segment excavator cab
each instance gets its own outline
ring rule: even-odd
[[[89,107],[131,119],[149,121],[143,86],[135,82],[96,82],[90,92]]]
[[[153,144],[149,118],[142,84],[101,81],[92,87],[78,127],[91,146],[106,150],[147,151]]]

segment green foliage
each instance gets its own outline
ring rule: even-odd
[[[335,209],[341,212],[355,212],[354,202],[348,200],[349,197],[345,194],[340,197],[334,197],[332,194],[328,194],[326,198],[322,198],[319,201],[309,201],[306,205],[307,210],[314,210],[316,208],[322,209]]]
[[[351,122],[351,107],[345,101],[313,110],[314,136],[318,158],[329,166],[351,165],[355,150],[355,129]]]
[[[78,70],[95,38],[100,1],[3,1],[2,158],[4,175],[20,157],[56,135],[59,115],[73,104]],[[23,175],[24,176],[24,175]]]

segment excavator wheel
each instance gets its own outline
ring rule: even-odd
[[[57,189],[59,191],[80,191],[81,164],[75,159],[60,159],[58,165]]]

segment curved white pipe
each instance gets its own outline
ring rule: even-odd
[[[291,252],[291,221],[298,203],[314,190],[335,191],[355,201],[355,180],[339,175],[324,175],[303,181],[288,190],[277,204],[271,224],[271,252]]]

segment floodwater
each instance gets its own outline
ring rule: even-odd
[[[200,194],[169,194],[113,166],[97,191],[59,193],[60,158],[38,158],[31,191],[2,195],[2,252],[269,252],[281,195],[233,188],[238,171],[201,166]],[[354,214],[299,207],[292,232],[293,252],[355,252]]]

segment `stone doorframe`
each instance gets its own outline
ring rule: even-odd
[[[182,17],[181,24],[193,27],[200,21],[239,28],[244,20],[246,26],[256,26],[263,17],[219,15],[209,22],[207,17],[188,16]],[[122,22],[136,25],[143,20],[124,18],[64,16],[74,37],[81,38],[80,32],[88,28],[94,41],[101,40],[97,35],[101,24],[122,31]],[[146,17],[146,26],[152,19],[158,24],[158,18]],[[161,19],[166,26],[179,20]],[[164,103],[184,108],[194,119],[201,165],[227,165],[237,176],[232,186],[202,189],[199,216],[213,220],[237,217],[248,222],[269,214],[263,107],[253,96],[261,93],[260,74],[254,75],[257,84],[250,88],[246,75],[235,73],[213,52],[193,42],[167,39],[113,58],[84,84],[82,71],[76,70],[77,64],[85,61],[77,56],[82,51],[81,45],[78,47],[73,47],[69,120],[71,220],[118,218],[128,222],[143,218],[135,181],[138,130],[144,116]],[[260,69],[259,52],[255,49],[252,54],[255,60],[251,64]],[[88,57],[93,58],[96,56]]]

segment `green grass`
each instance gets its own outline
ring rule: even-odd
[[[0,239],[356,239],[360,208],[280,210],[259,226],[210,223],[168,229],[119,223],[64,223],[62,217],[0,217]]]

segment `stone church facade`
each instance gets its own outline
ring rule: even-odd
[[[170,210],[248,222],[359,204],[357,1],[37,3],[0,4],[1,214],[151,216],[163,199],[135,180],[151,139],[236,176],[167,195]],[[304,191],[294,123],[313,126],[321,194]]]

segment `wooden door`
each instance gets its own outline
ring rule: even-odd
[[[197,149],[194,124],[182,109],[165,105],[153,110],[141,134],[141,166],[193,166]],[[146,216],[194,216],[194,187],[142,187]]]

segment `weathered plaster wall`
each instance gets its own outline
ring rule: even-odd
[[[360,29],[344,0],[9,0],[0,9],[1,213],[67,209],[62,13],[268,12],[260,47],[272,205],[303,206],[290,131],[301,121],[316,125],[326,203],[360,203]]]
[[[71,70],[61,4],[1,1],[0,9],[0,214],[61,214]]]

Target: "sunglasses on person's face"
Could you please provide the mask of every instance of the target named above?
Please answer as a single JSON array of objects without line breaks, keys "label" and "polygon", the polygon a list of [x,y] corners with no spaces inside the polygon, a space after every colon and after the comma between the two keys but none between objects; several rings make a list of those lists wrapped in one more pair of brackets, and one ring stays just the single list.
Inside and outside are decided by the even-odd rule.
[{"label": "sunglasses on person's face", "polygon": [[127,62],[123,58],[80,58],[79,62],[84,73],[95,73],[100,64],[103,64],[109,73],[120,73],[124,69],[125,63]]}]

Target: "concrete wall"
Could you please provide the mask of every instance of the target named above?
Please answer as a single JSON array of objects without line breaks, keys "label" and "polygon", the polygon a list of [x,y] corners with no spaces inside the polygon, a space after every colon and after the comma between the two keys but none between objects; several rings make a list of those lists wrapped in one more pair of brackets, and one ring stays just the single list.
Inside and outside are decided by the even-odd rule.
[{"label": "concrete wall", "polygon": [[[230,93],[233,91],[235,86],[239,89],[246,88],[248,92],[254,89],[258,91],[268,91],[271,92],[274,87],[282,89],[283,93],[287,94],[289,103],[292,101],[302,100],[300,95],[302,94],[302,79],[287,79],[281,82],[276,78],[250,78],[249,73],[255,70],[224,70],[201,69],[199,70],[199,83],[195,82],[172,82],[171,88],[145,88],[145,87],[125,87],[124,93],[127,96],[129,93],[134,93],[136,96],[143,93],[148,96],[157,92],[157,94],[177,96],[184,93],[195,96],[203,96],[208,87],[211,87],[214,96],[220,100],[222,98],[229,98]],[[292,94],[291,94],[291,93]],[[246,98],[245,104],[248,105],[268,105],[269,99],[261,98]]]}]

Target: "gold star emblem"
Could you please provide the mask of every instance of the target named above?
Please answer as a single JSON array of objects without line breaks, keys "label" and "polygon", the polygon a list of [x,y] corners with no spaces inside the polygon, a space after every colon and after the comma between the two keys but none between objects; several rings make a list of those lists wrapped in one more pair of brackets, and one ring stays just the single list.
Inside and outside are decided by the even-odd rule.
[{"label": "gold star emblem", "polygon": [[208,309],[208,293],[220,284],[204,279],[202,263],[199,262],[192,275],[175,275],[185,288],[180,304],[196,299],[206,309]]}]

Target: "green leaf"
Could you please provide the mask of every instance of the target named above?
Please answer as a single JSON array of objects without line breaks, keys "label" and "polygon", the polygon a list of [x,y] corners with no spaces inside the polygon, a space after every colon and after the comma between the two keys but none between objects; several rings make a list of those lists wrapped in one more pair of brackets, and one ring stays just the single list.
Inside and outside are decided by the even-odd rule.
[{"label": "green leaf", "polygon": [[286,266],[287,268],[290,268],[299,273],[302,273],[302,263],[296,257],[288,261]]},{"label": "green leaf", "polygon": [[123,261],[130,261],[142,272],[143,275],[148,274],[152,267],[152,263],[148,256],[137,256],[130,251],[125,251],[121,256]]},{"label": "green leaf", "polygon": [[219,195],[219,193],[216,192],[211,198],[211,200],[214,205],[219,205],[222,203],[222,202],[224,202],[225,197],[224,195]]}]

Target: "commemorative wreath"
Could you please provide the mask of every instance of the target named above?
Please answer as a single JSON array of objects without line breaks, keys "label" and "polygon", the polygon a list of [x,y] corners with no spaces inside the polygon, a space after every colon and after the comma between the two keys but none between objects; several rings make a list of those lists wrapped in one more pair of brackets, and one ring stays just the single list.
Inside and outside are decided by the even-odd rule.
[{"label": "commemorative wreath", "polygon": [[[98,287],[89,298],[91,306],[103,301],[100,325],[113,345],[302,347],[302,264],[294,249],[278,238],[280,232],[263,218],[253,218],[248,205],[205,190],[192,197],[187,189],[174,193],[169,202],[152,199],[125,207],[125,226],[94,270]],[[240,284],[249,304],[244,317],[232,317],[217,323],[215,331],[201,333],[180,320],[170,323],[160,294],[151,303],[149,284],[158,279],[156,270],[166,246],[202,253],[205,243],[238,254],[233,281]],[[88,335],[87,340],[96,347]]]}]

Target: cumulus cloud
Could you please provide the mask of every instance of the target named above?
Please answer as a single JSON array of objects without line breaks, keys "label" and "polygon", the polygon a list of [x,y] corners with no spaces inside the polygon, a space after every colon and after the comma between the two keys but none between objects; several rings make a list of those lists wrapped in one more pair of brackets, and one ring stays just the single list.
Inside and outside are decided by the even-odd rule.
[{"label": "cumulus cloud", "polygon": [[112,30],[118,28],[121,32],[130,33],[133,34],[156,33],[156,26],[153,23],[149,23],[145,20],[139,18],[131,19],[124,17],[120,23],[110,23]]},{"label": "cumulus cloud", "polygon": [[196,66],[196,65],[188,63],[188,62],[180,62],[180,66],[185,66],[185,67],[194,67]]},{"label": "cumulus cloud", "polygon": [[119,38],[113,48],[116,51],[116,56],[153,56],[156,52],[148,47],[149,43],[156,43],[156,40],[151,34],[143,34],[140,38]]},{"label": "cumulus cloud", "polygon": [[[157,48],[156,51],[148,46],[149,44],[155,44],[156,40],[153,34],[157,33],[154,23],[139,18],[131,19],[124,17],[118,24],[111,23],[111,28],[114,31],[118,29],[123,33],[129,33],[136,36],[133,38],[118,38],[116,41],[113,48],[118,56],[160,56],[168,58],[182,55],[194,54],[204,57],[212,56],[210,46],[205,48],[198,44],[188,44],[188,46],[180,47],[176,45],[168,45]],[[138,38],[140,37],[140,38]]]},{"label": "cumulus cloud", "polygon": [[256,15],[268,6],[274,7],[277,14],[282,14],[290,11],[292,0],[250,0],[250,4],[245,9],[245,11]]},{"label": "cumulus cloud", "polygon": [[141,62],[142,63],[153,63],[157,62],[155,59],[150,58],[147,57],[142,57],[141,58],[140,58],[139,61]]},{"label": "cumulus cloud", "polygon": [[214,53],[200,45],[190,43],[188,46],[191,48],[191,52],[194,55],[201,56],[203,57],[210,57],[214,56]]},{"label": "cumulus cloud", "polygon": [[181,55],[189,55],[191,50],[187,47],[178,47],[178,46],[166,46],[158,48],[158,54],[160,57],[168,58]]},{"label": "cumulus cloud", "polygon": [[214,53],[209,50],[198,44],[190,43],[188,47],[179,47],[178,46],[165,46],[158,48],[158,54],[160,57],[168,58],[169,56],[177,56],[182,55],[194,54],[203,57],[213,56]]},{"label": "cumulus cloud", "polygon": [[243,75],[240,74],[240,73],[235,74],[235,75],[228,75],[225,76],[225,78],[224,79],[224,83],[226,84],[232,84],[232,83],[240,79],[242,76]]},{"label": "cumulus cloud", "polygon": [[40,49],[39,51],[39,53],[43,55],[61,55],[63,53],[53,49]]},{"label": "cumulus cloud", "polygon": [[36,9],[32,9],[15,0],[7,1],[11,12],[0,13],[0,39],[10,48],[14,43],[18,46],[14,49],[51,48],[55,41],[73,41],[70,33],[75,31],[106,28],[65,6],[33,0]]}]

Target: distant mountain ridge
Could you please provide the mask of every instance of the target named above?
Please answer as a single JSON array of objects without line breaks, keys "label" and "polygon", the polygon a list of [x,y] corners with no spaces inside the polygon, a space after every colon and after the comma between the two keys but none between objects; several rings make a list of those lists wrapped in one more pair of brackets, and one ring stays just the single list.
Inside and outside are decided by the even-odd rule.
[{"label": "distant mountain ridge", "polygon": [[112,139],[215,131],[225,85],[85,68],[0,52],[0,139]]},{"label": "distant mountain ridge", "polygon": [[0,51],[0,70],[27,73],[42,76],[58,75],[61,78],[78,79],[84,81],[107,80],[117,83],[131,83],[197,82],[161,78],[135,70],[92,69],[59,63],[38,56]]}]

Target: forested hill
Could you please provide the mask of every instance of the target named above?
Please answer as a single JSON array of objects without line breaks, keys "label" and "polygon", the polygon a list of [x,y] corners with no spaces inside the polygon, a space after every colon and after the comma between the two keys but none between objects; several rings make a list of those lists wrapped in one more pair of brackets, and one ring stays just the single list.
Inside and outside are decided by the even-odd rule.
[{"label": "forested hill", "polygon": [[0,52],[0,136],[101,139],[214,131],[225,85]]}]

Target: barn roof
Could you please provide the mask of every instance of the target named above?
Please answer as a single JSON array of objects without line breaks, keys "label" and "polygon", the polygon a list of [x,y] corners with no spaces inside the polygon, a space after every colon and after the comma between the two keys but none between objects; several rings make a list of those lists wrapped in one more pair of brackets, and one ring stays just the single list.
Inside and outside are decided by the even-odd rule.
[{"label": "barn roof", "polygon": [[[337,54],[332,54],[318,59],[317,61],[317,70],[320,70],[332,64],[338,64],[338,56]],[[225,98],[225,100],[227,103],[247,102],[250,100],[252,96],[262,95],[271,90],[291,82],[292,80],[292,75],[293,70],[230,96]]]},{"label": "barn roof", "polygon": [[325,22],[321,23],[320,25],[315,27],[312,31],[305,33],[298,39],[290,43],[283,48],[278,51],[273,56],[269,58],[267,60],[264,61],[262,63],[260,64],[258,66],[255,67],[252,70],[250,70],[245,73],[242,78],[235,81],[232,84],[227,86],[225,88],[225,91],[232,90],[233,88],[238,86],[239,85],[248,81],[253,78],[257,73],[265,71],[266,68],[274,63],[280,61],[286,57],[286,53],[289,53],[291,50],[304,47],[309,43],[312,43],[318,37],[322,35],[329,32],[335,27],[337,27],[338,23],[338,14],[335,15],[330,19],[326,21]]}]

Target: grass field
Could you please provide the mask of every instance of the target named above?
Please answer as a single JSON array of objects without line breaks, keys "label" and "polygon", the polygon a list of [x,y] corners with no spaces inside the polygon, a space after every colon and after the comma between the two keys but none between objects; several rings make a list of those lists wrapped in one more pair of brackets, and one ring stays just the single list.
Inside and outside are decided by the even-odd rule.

____________________

_Stated task_
Determine how many lines of the listing above contain the string "grass". Reply with the number alone.

_Result of this task_
2